Given instruction
Copy out the part that opens with the line containing "hair in the image above." and closes with the line containing "479;0;508;125", putting "checked scarf" in place of "plaid scarf" and keeping everything else the same.

Provided material
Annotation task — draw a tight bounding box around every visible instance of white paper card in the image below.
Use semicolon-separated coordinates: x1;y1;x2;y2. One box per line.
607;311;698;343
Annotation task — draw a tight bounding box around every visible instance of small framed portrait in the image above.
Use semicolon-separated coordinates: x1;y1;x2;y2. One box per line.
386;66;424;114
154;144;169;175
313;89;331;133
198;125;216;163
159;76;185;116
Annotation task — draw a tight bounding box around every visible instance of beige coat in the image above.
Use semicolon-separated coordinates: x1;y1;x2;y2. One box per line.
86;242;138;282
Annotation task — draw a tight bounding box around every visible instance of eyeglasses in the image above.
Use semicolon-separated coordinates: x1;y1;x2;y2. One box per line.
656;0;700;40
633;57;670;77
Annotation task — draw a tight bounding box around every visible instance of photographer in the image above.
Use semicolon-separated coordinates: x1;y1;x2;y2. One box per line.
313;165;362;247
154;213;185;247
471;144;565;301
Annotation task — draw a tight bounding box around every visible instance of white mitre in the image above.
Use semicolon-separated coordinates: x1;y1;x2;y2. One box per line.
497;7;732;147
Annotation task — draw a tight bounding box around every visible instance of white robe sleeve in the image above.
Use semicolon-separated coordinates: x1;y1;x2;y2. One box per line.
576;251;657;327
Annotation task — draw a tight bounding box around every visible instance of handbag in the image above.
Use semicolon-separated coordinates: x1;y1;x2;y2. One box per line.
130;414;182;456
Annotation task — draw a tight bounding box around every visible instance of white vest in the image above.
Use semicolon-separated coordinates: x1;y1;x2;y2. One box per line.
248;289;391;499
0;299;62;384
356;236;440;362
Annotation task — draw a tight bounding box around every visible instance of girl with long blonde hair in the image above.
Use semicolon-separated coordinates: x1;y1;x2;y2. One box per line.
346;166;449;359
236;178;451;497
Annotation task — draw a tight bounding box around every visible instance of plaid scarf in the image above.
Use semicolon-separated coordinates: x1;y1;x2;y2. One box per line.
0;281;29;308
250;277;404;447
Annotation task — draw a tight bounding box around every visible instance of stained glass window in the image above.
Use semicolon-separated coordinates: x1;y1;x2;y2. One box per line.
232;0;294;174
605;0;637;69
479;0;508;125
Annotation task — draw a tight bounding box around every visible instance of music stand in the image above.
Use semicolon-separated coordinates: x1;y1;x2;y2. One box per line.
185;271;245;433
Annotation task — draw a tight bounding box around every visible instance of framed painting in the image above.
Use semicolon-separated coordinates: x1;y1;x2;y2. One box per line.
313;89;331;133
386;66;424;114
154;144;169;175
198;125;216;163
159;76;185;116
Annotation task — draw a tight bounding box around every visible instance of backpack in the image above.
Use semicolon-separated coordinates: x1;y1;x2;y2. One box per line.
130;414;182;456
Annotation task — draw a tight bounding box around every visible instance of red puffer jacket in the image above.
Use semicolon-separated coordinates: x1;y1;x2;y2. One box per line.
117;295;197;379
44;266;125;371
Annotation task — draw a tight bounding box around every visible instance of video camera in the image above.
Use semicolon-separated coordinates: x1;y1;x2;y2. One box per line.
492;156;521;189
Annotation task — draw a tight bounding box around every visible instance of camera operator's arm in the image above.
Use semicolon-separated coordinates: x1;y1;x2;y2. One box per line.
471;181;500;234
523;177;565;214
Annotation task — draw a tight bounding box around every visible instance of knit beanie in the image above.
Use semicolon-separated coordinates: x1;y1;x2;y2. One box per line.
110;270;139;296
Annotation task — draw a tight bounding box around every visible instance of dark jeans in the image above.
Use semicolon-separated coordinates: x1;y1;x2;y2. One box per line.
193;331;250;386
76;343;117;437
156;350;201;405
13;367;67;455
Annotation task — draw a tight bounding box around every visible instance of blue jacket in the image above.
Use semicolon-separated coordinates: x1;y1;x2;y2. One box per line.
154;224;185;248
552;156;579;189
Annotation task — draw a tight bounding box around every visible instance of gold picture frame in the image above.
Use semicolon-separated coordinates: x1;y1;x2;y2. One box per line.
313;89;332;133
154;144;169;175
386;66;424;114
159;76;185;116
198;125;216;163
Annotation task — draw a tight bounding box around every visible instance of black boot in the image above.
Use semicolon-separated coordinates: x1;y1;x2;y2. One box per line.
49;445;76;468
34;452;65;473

Written response
Annotation task — draw a tight bounding box around every visible instance of girl with long blonde hair in the image above.
Use semicolon-separated coordinates: x1;y1;x2;y2. One box per line.
346;166;449;359
236;178;451;497
Annotation task — draw a tight bounding box around every visible instance of checked scarf in the image above.
Use semicolon-separated coordinates: x1;y1;x2;y2. One box per line.
0;281;29;308
250;277;404;447
Annotation task — draw a tight bounding box around every visible instance of stained glass window in the image above.
Use semicolon-separated coordinates: x1;y1;x2;y2. One box per line.
232;0;294;174
605;0;637;69
479;0;508;125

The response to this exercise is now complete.